== Text segment ==
Skip to content

Store & Venue Finder
Select your local currency
Back to Film & TV
News / Nov 17, 2025

Best of the Year: Television

Television has never been more ambitious, bold, or unafraid to push its audience.

From sprawling epics that explore history and humanity to inventive genre stories that twist the familiar into the extraordinary, this year’s standout shows prove that the small screen can hit as hard as any blockbuster. Whether you’re chasing heart-stopping thrills, clever storytelling, or unforgettable performances, these titles demand attention and linger long after the credits roll. Here are our picks for the best television this year.



The Last of Us: Season 2
Steven from Head Office

Following a near-perfect first instalment, season 2 picks up the pieces and shatters them again, deepening the world’s moral complexity and turning survival into something raw and human. The storytelling is braver, more layered, and more unpredictable, expanding without losing intimacy. Performances are extraordinary, the direction confident, and the atmosphere thick with dread and hope. This follow-up sharpens the pain, heightens the stakes, and rewards every broken heart, proving the series remains television at its most daring.

SHOP NOW 



Arcane: League of Legends: Season 2 

Ryan from Head Office

This season bursts with ambition, blending political upheaval, class conflict, and personal drama in a way that feels both epic and deeply emotional. The rivalry between Piltover and Zaun intensifies after a devastating attack, and at its heart is the fraught bond between sisters Jinx and Vi, emotionally raw, unpredictable, and beautifully realised. The animation continues to stun, with styles shifting, frames morphing, and memory sequences pulsing with painterly, psychedelic energy. The soundtrack lifts every moment with perfect timing, adding to the emotional impact. Recognised at the Emmys, it won four awards including Outstanding Animated Program, and it also swept seven Annie Awards. Even if some arcs feel rushed, the scale, emotion, and spectacle make this a thrilling and unforgettable season.

SHOP NOW 



1923: A Yellowstone: Origin Story: Season 2

Ryan from Head Office

This season of 1923 balances epic scale with intimate character work, exploring the legacy of the Dutton family with nuance and weight. Ford and Mirren bring a quiet intensity to a story of power, ambition, and survival, while the younger generation navigates love, loyalty, and the cost of inheritance. The frontier world feels lived-in, shaped by drought, Prohibition, and economic strain, and every choice carries tangible consequences. The emotional payoff is deeply rewarding, and the sweeping cinematography of the series underscores the harsh beauty of this era. In a year of standout television, 1923 remains a compelling study of family and legacy.
===
== Record list ==
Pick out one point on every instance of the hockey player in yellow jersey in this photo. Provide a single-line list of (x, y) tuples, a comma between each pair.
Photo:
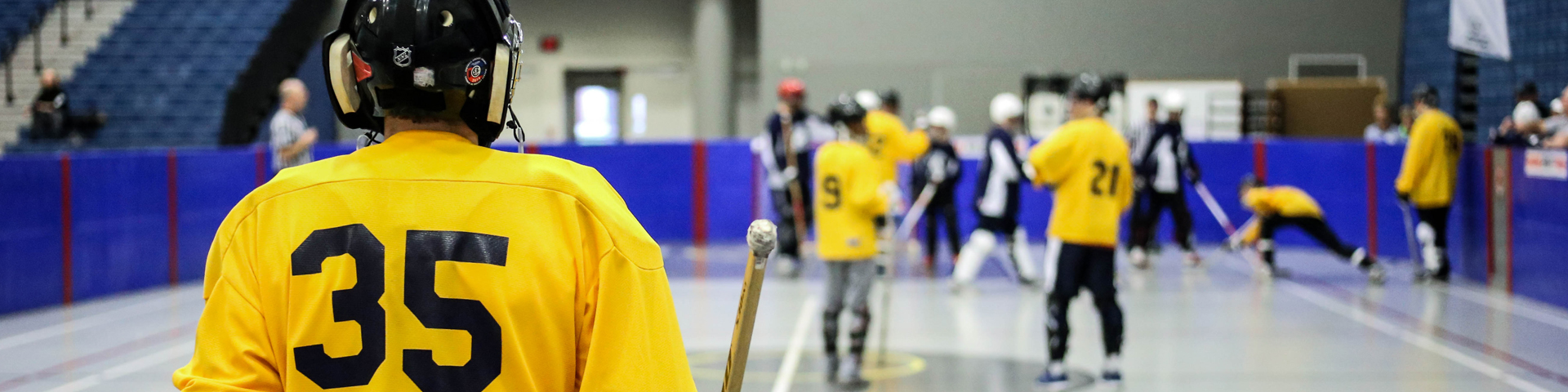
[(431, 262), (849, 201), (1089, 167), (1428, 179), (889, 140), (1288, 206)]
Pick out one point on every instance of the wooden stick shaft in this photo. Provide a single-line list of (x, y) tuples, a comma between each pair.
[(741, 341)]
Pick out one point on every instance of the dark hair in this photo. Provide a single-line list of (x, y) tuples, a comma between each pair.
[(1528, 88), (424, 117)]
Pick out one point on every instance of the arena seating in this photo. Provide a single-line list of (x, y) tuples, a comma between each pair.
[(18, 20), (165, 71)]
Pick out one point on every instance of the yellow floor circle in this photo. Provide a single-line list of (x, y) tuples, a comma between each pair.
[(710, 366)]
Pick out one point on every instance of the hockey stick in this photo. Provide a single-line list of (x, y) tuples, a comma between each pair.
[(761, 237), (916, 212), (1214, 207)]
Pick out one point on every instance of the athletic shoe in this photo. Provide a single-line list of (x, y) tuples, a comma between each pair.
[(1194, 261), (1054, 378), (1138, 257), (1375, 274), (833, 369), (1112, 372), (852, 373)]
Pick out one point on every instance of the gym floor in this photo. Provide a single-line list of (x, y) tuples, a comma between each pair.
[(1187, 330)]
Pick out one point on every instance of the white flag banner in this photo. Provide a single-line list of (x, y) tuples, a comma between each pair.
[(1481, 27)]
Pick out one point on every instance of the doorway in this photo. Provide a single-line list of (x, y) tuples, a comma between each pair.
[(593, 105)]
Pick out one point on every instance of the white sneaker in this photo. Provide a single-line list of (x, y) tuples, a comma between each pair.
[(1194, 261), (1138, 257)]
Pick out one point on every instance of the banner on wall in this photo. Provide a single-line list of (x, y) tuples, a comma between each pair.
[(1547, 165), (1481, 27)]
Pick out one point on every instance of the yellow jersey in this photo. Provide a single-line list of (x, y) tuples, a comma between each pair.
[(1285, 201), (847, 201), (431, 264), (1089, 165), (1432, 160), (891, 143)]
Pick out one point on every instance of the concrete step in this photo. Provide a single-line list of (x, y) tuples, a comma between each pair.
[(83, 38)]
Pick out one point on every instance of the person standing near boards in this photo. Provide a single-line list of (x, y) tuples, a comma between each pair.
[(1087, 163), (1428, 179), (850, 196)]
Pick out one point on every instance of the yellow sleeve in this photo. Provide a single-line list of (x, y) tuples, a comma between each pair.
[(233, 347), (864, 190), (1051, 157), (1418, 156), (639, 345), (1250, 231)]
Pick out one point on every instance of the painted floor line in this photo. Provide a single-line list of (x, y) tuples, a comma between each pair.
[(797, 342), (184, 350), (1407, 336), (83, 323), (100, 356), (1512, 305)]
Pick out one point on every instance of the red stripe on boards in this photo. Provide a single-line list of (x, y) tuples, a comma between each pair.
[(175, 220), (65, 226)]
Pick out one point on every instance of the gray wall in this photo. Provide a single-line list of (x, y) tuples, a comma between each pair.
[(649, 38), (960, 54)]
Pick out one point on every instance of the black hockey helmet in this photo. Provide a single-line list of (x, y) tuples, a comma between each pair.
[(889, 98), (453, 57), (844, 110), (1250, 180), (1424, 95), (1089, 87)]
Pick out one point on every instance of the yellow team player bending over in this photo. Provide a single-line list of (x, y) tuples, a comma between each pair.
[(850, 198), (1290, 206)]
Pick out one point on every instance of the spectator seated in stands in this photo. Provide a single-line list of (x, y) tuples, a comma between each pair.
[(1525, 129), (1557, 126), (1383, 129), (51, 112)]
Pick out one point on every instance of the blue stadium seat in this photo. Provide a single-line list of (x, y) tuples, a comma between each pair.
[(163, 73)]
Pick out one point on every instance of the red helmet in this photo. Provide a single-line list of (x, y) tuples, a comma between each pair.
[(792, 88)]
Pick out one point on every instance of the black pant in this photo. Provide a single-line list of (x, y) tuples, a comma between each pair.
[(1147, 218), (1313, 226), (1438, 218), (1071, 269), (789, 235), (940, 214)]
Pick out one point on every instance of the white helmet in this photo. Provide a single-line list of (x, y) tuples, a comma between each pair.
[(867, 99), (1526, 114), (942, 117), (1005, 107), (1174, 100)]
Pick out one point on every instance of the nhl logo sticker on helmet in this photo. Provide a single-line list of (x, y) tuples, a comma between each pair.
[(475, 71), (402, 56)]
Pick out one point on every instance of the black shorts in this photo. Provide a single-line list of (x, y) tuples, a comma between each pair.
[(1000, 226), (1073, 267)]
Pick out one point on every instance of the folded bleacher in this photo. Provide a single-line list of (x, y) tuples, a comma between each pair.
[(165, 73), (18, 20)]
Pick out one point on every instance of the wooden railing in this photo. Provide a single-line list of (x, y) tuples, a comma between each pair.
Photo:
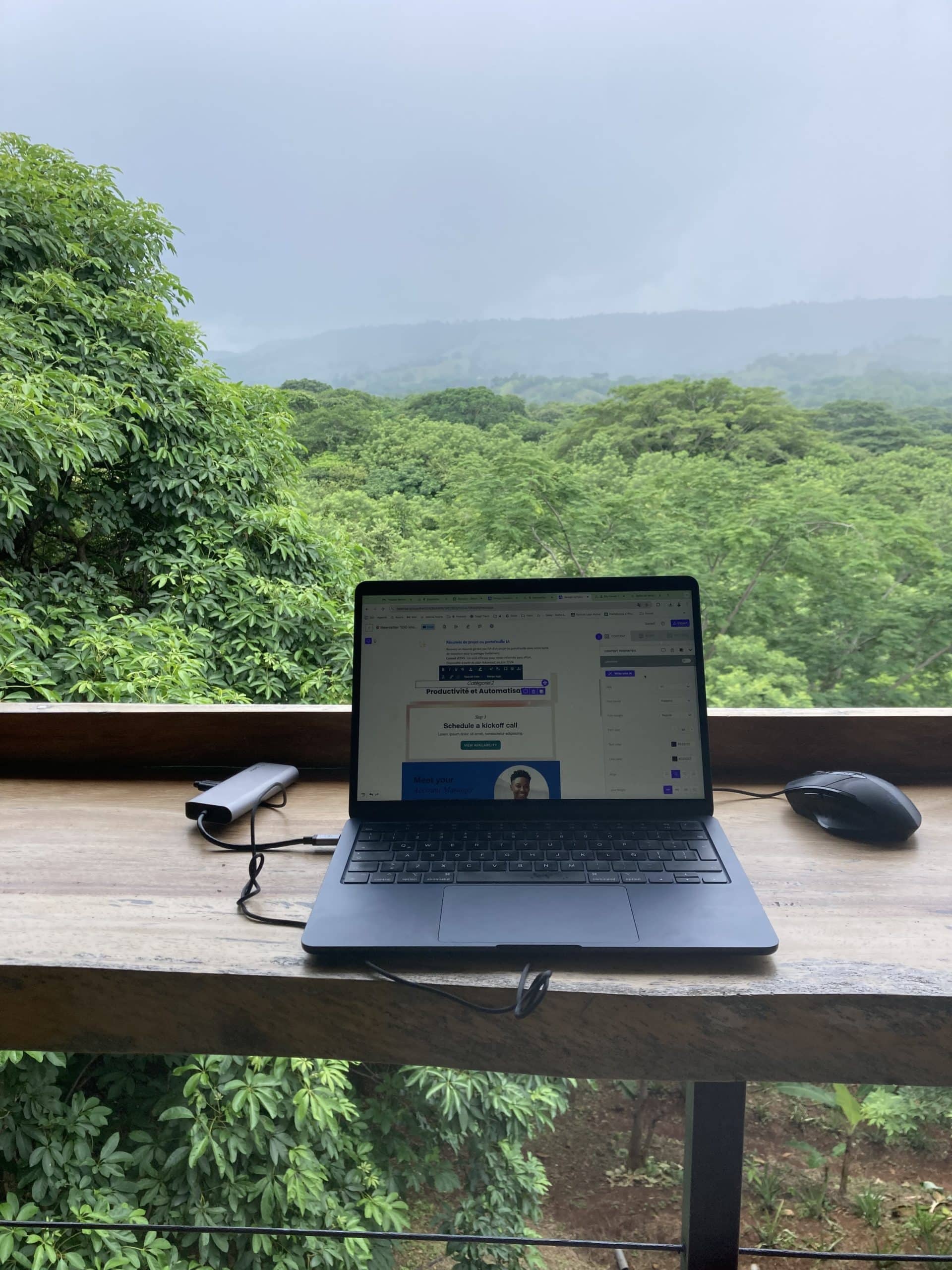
===
Carry on the best-of-the-year television roundup from above the listing, starting right after its last sentence.

Result of the exercise ->
SHOP NOW 



The Boys: Season 4

Ryan from Head Office

This season hits hard with its satirical edge, turning The Boys into an even more pointed political commentary. With Victoria Neuman inching closer to power and Homelander’s authoritarian ambitions on full display, the show doesn’t just deliver super‑powered chaos, it holds up a mirror to real‑world divisions. New characters like Sage bring cerebral fire, while returning heroes like Butcher and Hughie are pushed to their emotional limits. It is grotesque, gory and hilarious, but also deeply thoughtful, one of the sharpest seasons yet, and a reminder that power is always messy.

SHOP NOW 



Doctor Who: Season 2

Ian from Head Office

Ncuti Gatwa returns for his sophomore soiree as the Doctor with a new companion, Varada Sethu’s Belinda, who is stuck outside her own era and joins the TARDIS team on a mission to find her way home. Season 2 delivers standout adventures, including “Lux,” which throws the Doctor and Belinda into a showdown with the 2D villain Mr Ring A Ding, voiced by Alan Cumming, and “The Well,” which brings back a creature from the Doctor’s past. Gatwa and Sethu spark off each other brilliantly, and this chapter leaves you curious about where, or when, the series will head next.

SHOP NOW 



The Penguin

Ryan from Head Office

Colin Farrell’s performance as Oz Cobb is magnetic, haunted, and unexpectedly tender, giving real weight to a man underestimated by everyone, even himself. The series focuses on Cobb’s ruthless rise in Gotham’s criminal underworld after Carmine Falcone’s death, blending the grit of a crime drama with the intrigue of a superhero origin story. Ambition, power plays, and flawed relationships drive the tension, and the writing never shies away from showing the true cost of power. The pacing is deliberate, but each confrontation and decision lands with impact. With Farrell’s tour-de-force performance and emotionally layered storytelling, The Penguin is a standout series that has earned its place in the Batman universe.

SHOP NOW   

So there you have it, there are our top television shows of the year... What are yours?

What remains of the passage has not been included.